• Quoted passage:
Conjurer – ‘Mire’

By James Lee

Heavy metal was, at its point of conception, very British. Though you could argue yourself blue in the face whether the very first truly ‘metal’ band was Led Zeppelin or Black Sabbath (it’s Sabbath, don’t be a dummy), either way you cut it, the fact is that the most ear-splitting of musical genres was birthed here on our fair isle. For its first decade or so, metal continued to be ruled by the Brits too, with everyone from Judas Priest to Venom to Iron Maiden operating unchallenged at the top of their game. And then somewhere in the early ’80s, something changed. Our transatlantic cousins stepped up their game, and in the wake of the double-pronged attack of both hair metal and thrash, our little United Kingdom no longer held a firm grasp on the heavy music world, nor would we really again.

Sure, there have been British metal bands in the last few years to have made waves artistically and critically (SikTh, Bossk, Rolo Tomassi), and others who have achieved stunning mainstream success (Bullet For My Valentine, Bring Me The Horizon), but it’s been many a decade since a British metal act has been able to marry legitimate success with genuine critical acclaim from anything other than lowest-common-denominator ‘heavy’ music press. Well, ladies and gentlemen, allow us to present to you Conjurer, and their frankly jaw-dropping debut full-length album, ‘Mire’, because this could (and should) be the album that finally gives our tiny little island a new band who are able to operate on the same artistic and commercial level as any Mastodons or Gojiras you care to throw their way.

‘Mire’ is such a densely and richly packed smorgasbord of everything that is exciting and invigorating about modern heavy music that it’s difficult to know where to begin. So, logically, the album’s opener ‘Choke’ is probably smart. Beginning with a jarringly major-chord-heavy gambit, anyone who’d hungrily devoured the band’s 2016 debut EP ‘I’ could have been forgiven for thinking they’d accidentally put a Torche record on. It takes very little time for the other (concrete) shoe to drop though, a tidal wave of soul-cracking guitars and drums crashing from the speakers as co-shredders/vocalists Dan Nightingale and Brady Deeprose exorcise every demon within a 60 mile radius with their harrowing bellows. Blast beats and full-rage thrash-outs interweave seamlessly with walls of monolithic riffing and bottomed-out sludge, and this is only the first song.

• Stored records:
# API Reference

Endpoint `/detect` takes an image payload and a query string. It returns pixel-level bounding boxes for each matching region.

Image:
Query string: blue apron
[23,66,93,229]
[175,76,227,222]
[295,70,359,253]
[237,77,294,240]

• What you need to do:
a) According to the review of Conjurer's album, what is the name of the album's opening track?
b) Continue the review of Conjurer's album 'Mire' from its last sentence.
The items are separate material, unrelated to the review.

• The results:
a) 'Choke'

b)
‘Hollow’ eases off of the accelerator just a touch, allowing the band some breathing room as they interject a deft touch of melody into their sound, and it sits as naturally within their wheelhouse as the full-tilt black metal assault that opens ‘Thankless’. ‘Retch’ bounces from borderline tech-death one second into rampaging hardcore the next, before again slamming on the breaks and lurching into a gut-churning sludge riff that would rattle even Primitive Man’s windows. Lead single and quasi-title-track ‘The Mire’ stands as the album’s towering centrepiece, epic and devastating in equal measure thanks to some finely-pitched screams and a wash of blackened atmosphere. ‘Of Flesh Weaker Than Ash’ slow-burns with the kind of low-end groove that most djent bands would sell their 9-string guitars to be able to write, and album closer ‘Hadal’ feels like a long, agonising descent into Hell. In that good, heavy metal way.

Hard to pin down with a single easy descriptor, Conjurer’s apocalyptic vision of heavy music pulls from almost every corner of the extreme universe, yet such care and thought is poured into every second that it never feels messy or haphazard. Their closest possible comparison point would be the trans-European collective The Ocean, though even then it took that ever-evolving group of musicians the best part of a decade and dozens of member-changes before they achieved the first fully realised version of their sound on 2007’s ‘Precambrian’. Conjurer have managed to concoct this very-reasonably comparable piece of progressive art on just their second release as a band, after only a few short years together, and with all of its members still wallowing in the shallow end of their 20’s. ‘Mire’ could only be the beginning of a very long and illustrious career for these four lads from Rugby, and the very notion that things could get better from here is simultaneously laughable and terribly exciting. Conjurer are the band our country has needed for a very long time, and long may they reign over us.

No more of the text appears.